═══ Given entries
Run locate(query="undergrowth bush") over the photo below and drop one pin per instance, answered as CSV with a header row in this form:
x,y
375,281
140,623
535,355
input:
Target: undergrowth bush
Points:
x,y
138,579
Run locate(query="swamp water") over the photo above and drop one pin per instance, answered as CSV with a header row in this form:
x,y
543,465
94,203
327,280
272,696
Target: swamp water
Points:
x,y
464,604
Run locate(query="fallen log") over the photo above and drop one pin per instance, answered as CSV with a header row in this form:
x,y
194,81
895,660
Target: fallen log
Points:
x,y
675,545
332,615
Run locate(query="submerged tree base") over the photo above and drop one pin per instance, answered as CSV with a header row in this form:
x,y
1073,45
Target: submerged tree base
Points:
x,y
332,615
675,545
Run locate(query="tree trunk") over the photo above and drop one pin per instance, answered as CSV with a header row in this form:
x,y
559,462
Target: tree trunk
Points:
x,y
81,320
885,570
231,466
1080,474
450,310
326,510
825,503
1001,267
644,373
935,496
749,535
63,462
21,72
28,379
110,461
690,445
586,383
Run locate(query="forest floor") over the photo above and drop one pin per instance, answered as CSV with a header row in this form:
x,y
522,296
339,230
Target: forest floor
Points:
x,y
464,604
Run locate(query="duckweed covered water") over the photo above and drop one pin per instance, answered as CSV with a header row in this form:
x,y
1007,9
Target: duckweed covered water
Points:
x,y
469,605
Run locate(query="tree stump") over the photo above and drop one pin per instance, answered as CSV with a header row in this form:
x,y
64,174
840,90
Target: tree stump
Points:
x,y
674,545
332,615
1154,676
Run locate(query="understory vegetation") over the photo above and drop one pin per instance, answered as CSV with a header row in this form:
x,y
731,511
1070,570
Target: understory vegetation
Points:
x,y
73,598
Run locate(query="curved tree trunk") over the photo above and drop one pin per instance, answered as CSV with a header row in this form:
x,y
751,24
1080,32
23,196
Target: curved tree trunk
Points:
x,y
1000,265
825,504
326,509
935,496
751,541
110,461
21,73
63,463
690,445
══════
» Problem: The full set of records should be duplicated exactly.

» Solution to this task:
Run locate(query="undergrowth bush") over the photo below and drop one pin per instance, answered as CSV with a header row in this form:
x,y
375,281
140,623
535,355
input:
Target: undergrowth bush
Points:
x,y
138,579
Run locate(query="swamp water") over the photo above and drop one pin per instance, answered as CSV with a header row in this form:
x,y
543,465
94,203
327,280
272,696
Target: swamp water
Points:
x,y
464,604
Run locate(query="fallen log") over the photo above and drop one pin per instance, answered as CSV with a header row in this form:
x,y
194,81
895,660
Target: fallen log
Points:
x,y
675,545
332,615
Run locate(query="submerged tree base") over the photo above and drop one pin per instance, answered as CSV with a header row in this form:
x,y
1073,45
Target: submerged tree base
Points:
x,y
332,615
675,545
Run locate(query="tree trunk") over the photo above and drop one pin per instance, answered as CSV with a header row in this form:
x,y
559,462
Target: tree trunk
Points:
x,y
81,320
885,570
231,466
1080,474
450,310
326,510
825,503
1001,267
644,373
935,496
749,535
63,462
21,72
28,379
110,461
690,445
586,383
Run locate(query="forest floor") over the photo above and drop one pin per instance, answered as CSV with a header row in this form:
x,y
522,296
339,230
Target: forest floor
Points:
x,y
464,604
Run locate(query="duckweed covered water") over the photo above and drop one pin per instance, answered as CSV with a header row in this form:
x,y
1007,9
Target: duckweed covered water
Points:
x,y
469,605
Run locate(query="tree stump") over the photo above and drop one pin per instance, answered as CSV with a header row in this form:
x,y
64,174
840,90
Target: tree stump
Points:
x,y
674,545
332,615
1154,676
Run locate(query="understory vegetation") over the photo above and drop one pin per instance, answered as CSV with a header row in this form:
x,y
731,511
1070,570
Target: understory vegetation
Points:
x,y
73,598
Run locate(query="curved tree trunk") over the photo above and drop one pin per instance, answered as CSV with a header row in this form:
x,y
751,24
1080,32
23,196
Target: curved tree trunk
Points:
x,y
1000,265
825,504
326,509
935,496
751,541
110,461
21,73
63,463
690,445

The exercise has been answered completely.